TASK DIRECTIONS: Reproduce the lines below, from the very first one through the line that contains "[0,0,870,485]".

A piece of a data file

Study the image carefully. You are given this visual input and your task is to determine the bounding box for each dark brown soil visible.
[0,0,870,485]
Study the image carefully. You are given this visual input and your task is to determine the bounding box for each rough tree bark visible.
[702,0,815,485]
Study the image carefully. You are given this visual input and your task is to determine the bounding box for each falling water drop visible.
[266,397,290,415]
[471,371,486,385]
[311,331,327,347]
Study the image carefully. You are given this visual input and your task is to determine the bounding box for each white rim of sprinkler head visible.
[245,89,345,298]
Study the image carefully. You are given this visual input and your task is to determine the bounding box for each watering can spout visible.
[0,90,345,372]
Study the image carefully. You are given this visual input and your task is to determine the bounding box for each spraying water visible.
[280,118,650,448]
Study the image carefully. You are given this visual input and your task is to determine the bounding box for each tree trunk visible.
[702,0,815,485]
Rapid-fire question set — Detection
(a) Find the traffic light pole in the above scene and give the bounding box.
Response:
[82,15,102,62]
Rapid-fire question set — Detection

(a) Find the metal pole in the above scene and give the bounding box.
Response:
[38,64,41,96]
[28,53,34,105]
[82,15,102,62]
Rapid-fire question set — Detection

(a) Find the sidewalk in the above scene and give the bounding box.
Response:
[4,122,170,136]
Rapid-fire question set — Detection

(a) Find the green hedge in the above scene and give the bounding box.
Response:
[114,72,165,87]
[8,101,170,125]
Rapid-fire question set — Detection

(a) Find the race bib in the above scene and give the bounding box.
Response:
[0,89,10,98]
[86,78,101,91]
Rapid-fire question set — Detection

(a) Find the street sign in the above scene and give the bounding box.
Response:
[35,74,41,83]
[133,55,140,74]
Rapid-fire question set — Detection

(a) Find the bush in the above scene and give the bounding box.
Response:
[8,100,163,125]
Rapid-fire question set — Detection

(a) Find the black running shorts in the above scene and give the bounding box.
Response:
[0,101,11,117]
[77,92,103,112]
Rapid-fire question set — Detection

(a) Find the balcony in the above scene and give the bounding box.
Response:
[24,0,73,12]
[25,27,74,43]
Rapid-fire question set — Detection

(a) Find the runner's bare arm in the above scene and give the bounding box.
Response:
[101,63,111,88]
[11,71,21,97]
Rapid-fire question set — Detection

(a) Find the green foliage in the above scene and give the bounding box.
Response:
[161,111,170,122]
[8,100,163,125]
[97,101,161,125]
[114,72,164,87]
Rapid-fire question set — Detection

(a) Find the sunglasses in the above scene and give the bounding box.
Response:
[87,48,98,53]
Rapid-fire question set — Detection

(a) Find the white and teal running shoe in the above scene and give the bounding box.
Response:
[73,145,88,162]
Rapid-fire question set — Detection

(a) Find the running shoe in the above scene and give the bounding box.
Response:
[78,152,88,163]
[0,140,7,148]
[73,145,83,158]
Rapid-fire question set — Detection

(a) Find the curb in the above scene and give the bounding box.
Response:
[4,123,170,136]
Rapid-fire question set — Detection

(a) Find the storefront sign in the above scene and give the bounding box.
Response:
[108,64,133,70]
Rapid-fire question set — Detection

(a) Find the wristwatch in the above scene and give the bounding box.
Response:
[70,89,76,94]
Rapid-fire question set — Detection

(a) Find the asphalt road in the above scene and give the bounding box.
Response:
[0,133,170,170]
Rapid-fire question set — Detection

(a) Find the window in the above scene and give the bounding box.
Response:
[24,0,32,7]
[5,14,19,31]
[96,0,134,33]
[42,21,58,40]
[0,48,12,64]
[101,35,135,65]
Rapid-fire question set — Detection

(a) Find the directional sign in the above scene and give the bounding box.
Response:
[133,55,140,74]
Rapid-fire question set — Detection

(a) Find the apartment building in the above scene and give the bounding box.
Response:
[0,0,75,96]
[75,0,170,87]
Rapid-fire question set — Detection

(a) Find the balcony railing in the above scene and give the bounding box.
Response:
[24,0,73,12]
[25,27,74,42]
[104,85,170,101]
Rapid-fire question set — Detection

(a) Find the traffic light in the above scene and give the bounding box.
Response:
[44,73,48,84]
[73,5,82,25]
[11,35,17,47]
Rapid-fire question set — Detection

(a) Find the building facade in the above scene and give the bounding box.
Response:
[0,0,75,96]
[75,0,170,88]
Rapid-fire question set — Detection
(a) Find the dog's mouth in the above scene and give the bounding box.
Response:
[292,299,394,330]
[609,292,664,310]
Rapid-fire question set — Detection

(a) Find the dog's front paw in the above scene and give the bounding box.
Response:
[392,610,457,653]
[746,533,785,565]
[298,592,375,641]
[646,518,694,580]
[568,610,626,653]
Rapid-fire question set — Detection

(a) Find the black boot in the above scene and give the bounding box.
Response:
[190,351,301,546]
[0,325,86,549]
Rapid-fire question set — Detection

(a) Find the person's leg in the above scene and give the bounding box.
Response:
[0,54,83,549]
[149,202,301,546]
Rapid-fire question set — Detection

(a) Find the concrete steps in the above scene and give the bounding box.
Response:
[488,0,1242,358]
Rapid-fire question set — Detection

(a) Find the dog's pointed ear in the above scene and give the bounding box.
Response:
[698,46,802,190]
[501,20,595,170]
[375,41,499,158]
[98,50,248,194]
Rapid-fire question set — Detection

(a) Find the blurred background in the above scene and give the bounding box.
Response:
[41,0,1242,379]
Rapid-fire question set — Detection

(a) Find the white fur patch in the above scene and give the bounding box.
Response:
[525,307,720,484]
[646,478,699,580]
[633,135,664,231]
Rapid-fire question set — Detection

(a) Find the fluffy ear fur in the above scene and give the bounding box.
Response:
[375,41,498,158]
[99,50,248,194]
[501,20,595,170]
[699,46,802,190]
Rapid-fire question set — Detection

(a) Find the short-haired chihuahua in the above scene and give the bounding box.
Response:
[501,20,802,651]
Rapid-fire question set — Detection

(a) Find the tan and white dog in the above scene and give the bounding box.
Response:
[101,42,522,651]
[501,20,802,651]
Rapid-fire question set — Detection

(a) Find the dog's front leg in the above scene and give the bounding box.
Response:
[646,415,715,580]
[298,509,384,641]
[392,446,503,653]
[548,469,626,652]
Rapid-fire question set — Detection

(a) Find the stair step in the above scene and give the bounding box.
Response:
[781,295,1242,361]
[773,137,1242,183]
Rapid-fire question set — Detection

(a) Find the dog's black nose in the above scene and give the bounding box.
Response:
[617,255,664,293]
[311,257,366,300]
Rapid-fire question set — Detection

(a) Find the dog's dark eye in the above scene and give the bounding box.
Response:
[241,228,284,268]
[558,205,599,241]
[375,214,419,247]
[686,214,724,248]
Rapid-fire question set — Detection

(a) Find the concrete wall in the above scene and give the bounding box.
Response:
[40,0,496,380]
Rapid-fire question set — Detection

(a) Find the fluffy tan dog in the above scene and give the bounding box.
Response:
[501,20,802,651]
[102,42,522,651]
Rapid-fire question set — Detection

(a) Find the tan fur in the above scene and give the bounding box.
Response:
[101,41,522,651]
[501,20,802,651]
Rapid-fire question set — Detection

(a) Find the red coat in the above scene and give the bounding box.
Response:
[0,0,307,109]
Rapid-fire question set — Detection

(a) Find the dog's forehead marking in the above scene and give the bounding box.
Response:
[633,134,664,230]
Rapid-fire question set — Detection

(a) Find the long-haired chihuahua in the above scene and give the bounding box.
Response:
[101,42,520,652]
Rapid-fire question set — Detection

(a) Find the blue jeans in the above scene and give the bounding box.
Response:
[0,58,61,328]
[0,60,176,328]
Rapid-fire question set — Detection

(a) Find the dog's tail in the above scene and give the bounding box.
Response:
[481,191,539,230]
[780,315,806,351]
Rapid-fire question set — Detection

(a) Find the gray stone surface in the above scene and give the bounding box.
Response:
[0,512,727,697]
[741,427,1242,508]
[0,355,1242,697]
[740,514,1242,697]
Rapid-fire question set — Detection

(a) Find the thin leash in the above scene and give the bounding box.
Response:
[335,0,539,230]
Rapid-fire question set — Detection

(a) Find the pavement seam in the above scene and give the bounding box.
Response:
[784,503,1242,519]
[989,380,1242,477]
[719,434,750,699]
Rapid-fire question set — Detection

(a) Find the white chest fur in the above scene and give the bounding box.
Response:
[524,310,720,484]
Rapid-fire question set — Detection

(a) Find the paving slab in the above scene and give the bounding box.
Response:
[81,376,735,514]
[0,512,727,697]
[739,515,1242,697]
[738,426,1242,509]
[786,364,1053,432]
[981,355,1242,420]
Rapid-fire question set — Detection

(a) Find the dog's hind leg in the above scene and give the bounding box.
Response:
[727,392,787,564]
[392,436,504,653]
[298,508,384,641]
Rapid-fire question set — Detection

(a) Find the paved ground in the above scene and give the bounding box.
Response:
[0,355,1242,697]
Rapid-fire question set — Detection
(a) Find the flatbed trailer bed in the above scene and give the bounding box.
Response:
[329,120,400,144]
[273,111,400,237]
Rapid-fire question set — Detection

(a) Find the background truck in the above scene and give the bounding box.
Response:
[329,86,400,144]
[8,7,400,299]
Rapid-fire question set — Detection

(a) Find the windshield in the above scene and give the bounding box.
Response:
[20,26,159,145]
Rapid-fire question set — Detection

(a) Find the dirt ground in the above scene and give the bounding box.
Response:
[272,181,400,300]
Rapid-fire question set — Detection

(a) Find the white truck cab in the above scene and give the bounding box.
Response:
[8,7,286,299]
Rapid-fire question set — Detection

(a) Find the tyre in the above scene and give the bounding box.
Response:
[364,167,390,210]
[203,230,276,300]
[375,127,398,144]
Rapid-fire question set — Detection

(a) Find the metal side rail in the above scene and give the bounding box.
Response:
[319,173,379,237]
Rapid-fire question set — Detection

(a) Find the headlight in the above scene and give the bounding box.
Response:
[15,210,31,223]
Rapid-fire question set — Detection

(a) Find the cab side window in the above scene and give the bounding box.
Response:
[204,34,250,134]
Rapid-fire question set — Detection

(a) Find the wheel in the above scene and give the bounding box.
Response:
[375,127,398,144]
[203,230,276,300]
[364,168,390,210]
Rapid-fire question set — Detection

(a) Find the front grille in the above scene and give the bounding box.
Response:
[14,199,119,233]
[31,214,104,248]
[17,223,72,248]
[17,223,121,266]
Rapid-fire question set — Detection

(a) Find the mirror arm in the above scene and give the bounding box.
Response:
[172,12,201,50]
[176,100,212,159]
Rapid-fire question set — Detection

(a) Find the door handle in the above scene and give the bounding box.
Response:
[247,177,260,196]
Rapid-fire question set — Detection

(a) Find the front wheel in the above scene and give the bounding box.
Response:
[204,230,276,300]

WRITTEN ANSWER:
Study the image carefully. You are given this visual input and your task is to determine the bounding box for each dark brown soil visible.
[0,0,870,485]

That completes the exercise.